#### ABOUT THIS TASK
If a line below contains the string "white", return that line.

-- SUPPLIED DATA follows --

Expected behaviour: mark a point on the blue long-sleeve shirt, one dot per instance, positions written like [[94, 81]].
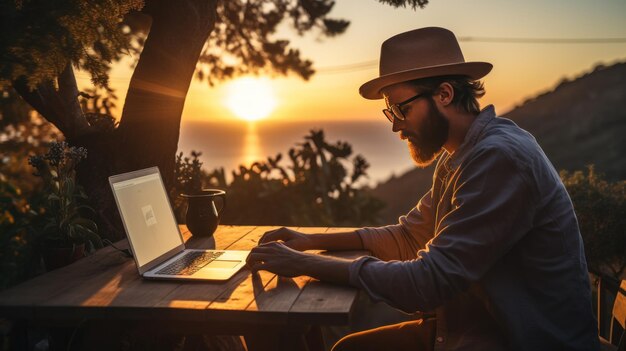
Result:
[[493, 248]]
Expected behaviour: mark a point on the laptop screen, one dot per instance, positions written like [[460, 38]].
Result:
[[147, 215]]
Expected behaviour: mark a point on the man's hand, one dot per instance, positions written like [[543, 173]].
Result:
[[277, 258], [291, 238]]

-- SUPPLIED DATA concluded --
-- SUPPLIED DATA follows --

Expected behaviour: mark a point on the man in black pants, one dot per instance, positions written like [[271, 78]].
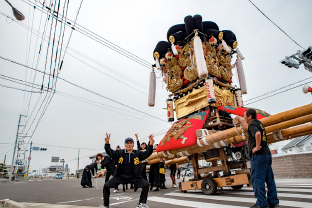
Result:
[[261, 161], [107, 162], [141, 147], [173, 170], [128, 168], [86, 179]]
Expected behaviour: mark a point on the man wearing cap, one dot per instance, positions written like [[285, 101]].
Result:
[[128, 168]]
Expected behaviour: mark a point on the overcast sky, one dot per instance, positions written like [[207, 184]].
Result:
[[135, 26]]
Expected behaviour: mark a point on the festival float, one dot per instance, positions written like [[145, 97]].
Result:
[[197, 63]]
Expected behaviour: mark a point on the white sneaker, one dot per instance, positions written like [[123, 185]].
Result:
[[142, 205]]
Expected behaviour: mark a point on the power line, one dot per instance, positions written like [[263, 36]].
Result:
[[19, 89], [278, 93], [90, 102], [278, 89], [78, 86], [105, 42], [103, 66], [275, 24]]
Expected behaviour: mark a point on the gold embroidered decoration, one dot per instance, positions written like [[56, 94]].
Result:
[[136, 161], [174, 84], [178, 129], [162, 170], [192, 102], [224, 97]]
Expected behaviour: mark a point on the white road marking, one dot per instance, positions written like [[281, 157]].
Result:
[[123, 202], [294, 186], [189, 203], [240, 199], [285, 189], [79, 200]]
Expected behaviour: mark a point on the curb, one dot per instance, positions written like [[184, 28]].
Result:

-- SUPPLIED DATA concluded --
-- SUPPLIED DATA follows --

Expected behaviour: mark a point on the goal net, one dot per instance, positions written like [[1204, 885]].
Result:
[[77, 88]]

-- SUPPLIED DATA concluded --

#### WRITTEN ANSWER
Expected behaviour: mark a point on the white sneaker, one dot per instance, positions written like [[123, 185]].
Expected behaviour: mark a point on the white road marking, one dot per instance, positions written like [[281, 157]].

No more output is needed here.